Task directions: Please shift the coordinates in the data below by 81: reproduce every line, starting at the line containing "Every instance of the floured" and ending at the line containing "x=1060 y=76", with 81 added to each x and y coordinate value and all other lines left unchanged.

(Point annotation records)

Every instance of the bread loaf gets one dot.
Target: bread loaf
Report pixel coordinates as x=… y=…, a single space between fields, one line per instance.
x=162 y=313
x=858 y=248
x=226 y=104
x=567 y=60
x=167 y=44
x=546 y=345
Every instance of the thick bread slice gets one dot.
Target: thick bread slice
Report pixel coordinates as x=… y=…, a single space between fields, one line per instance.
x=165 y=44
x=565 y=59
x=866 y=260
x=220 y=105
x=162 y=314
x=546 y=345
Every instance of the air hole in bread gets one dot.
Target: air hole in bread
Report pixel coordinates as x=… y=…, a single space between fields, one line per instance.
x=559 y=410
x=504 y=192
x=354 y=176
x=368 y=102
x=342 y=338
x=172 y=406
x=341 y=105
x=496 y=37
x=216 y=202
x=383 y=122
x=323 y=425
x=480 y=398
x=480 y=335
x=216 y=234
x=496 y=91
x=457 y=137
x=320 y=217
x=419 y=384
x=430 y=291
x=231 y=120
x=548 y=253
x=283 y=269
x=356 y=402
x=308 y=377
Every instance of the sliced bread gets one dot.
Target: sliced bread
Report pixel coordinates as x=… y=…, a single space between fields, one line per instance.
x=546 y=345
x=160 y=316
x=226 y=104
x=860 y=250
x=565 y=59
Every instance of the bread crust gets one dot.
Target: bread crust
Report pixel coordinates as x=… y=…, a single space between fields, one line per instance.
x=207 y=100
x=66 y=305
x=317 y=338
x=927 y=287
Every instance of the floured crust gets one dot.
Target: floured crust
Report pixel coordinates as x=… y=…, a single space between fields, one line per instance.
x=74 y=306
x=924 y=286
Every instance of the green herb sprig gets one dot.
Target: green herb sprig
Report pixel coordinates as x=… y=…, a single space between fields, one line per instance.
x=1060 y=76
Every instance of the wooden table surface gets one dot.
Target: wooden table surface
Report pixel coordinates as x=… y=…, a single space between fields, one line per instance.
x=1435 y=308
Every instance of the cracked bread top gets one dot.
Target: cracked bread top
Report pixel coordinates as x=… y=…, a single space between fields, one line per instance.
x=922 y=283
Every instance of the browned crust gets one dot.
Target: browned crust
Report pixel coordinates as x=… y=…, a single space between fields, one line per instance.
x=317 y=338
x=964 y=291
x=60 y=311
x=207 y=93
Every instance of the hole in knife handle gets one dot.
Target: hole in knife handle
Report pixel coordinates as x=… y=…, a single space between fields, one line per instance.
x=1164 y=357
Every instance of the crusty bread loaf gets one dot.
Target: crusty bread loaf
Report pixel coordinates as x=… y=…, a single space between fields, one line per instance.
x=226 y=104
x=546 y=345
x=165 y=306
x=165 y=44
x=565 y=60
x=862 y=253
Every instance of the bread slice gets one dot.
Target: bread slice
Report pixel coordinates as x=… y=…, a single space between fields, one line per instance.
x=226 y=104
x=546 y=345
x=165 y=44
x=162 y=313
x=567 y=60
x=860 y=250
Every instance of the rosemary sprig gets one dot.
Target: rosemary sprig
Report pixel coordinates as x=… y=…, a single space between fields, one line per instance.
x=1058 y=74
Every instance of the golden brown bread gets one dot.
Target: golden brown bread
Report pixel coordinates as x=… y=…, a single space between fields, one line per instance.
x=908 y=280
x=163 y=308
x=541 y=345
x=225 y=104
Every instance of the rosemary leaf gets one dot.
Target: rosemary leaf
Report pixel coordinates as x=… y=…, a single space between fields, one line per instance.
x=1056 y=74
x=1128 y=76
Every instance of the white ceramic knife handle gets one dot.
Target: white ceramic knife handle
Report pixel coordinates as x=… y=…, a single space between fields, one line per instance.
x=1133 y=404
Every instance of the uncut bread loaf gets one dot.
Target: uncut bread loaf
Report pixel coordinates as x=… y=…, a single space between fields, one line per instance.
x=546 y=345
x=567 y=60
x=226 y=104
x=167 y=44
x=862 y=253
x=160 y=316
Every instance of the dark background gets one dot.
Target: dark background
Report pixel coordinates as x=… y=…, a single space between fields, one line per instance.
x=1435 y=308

Answer below:
Every instance of the floured crust gets one dot.
Target: floured crust
Report pixel coordinates as x=… y=…, a single space between fields, one line per instance.
x=155 y=387
x=1005 y=367
Every instance of the green herb sprig gets one dot.
Target: green herb sprig
Report pixel coordinates as x=… y=…, a single space between fields, one line per instance.
x=1141 y=157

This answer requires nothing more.